* _Prompt_:
Pull out every line of the material below that contains the word "woman", copying each line unchanged.

* _Stored records_:
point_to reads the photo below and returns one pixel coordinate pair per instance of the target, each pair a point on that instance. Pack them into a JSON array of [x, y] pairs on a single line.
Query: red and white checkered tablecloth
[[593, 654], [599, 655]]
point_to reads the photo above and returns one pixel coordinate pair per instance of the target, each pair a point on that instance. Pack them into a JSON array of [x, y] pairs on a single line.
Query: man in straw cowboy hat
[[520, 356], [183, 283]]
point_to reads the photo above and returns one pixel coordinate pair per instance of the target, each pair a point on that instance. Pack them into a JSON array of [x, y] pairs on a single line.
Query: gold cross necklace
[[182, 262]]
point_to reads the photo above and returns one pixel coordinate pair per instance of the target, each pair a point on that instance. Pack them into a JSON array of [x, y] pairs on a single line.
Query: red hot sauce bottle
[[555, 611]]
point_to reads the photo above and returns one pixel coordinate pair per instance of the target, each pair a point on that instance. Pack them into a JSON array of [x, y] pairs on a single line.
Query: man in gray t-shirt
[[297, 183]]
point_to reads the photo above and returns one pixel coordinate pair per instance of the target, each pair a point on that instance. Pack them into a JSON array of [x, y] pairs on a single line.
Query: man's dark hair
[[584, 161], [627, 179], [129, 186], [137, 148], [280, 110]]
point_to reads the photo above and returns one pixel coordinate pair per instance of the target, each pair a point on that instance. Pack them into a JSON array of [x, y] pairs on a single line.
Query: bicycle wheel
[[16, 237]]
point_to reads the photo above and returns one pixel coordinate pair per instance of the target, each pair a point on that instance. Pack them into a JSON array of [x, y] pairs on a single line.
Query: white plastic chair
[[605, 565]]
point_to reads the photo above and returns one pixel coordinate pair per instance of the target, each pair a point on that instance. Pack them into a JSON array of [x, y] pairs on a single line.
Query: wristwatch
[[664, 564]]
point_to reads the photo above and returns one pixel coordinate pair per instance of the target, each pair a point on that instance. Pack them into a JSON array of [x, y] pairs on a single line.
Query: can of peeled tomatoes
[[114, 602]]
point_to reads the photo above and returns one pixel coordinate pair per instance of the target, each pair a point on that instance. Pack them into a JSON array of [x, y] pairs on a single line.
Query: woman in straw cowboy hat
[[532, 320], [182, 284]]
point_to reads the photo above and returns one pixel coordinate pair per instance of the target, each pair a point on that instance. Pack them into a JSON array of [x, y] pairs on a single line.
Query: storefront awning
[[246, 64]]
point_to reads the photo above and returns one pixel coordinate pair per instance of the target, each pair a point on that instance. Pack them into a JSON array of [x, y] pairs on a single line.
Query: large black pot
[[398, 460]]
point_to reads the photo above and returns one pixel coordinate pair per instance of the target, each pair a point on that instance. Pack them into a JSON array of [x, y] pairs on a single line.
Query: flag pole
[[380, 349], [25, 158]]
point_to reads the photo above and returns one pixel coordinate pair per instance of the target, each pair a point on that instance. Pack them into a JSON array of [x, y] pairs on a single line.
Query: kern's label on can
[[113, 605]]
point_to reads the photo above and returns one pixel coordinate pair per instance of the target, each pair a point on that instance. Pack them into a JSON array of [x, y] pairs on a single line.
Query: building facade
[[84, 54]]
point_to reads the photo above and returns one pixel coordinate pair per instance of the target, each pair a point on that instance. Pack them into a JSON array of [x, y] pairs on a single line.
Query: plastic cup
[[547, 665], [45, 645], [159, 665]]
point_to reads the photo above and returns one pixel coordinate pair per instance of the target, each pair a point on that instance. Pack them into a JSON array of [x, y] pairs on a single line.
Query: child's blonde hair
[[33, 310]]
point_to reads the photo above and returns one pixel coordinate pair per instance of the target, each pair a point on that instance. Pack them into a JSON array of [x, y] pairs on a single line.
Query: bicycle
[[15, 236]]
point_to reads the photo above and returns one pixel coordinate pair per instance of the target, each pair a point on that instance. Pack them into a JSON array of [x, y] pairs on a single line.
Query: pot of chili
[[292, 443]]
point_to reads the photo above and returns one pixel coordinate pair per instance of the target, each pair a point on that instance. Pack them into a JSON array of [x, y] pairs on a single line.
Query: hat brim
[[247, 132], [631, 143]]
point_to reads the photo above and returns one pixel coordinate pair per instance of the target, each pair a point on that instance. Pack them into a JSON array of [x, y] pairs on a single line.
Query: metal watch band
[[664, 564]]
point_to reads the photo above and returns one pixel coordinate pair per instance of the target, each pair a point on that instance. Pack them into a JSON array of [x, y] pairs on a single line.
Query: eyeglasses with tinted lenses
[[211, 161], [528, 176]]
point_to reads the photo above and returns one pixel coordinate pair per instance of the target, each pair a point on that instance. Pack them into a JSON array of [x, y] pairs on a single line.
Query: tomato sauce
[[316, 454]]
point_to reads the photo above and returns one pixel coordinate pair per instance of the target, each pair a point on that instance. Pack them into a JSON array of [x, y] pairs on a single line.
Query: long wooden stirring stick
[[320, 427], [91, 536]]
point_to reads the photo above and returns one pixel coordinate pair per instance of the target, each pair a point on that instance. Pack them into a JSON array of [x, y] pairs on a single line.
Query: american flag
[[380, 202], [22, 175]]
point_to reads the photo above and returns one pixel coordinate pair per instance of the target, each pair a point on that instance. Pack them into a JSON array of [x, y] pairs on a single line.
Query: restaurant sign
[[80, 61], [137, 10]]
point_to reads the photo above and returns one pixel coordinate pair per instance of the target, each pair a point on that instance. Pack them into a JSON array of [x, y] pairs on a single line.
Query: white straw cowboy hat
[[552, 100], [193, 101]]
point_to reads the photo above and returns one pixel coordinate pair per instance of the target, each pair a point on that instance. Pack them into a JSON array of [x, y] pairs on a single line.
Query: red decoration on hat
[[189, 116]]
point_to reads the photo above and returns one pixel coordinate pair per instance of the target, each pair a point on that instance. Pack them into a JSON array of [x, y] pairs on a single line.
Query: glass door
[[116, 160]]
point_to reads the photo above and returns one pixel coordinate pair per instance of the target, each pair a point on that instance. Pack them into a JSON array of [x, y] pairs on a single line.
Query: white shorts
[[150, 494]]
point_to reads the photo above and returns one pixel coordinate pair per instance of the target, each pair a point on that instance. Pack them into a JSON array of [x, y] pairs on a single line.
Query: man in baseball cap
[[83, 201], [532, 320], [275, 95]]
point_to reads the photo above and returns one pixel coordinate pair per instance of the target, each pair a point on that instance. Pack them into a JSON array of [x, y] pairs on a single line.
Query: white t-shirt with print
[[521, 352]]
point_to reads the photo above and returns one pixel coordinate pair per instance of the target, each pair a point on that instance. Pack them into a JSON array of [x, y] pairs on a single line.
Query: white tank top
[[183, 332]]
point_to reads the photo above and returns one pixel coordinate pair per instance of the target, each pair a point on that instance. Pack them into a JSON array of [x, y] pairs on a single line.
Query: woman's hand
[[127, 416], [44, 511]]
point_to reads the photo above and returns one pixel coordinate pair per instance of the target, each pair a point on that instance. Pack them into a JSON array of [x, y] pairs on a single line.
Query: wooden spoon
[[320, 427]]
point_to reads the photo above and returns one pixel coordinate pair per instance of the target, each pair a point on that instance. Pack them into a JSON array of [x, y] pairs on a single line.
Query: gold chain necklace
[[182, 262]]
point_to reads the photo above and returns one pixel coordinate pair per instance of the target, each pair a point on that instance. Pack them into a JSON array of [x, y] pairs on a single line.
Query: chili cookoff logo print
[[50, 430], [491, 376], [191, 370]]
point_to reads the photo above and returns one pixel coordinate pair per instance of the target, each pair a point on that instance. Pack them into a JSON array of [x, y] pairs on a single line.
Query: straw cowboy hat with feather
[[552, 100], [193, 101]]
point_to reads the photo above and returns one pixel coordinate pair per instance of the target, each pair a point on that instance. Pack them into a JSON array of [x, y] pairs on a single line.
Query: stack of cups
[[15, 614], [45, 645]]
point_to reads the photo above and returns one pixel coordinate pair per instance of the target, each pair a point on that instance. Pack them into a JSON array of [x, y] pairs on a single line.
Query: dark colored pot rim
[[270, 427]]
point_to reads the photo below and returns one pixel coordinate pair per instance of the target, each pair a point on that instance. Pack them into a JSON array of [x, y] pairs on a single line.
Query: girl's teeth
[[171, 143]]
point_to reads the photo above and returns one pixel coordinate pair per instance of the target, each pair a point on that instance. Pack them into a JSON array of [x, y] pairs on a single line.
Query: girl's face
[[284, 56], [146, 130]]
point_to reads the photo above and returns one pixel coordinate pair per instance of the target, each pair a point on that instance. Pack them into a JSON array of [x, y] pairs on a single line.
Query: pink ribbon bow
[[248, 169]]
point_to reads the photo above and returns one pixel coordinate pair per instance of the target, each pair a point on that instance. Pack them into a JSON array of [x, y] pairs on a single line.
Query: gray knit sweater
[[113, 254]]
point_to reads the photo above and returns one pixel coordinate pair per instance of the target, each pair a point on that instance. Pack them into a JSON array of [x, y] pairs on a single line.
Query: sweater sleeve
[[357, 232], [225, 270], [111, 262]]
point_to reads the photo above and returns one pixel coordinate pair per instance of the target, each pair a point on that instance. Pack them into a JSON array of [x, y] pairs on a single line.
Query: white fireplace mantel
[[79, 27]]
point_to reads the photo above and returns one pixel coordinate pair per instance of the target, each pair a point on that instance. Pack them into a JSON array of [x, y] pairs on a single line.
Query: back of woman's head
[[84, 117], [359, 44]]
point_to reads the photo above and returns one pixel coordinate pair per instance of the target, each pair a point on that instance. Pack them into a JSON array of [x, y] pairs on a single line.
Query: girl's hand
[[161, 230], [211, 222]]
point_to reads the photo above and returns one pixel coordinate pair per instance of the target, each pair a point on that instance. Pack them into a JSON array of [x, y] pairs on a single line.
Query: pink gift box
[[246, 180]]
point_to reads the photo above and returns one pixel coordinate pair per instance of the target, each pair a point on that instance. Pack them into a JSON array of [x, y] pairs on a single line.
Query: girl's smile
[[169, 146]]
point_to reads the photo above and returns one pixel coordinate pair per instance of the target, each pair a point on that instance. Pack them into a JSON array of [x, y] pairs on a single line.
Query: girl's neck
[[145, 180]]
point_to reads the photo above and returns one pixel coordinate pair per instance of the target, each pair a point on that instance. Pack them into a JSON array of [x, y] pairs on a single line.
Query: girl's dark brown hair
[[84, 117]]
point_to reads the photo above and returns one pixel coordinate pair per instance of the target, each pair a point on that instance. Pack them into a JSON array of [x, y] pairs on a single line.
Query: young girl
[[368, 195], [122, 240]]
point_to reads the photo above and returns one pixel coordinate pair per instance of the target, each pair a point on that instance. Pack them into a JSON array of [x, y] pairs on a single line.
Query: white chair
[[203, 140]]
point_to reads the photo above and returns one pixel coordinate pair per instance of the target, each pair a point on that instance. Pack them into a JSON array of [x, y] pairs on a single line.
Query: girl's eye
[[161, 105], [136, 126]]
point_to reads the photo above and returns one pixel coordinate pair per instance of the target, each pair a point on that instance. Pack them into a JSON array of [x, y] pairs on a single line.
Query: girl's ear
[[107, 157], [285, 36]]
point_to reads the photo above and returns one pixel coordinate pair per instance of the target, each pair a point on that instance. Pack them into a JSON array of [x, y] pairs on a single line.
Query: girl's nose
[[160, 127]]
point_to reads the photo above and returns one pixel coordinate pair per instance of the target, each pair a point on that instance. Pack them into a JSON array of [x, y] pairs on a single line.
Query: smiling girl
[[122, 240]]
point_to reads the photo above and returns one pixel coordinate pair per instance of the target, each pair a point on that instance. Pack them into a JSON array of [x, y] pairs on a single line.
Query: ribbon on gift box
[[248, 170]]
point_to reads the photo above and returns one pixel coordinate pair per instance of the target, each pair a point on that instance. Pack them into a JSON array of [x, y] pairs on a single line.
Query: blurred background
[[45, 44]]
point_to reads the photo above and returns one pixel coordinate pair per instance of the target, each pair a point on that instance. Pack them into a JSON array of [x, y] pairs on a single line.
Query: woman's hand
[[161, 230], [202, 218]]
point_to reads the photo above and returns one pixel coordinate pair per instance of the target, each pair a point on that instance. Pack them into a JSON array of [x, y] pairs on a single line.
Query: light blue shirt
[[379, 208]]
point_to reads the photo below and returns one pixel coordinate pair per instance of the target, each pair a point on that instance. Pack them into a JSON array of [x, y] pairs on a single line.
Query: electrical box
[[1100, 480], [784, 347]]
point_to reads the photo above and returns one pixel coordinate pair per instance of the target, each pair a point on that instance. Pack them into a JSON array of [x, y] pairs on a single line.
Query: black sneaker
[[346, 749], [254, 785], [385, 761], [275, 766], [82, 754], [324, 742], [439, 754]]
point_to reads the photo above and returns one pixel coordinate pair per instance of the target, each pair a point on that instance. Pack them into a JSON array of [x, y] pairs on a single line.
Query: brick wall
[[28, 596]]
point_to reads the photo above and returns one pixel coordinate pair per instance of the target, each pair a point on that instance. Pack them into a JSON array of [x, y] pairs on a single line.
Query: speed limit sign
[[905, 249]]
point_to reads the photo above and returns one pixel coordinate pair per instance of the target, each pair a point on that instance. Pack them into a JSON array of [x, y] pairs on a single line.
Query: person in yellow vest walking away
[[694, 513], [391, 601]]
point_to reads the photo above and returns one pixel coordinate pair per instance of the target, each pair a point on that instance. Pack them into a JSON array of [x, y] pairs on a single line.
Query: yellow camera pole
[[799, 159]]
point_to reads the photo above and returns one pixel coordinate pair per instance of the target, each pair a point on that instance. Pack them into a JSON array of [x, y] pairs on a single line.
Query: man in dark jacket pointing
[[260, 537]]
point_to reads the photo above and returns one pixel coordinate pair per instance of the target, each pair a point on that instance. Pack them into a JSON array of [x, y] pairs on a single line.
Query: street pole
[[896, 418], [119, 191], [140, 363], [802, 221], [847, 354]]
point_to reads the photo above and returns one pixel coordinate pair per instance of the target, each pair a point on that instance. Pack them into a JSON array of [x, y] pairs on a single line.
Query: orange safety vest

* _Answer to the problem_:
Query: woman in straw cowboy hat
Query: woman's hand
Query: back of woman's head
Query: woman's hand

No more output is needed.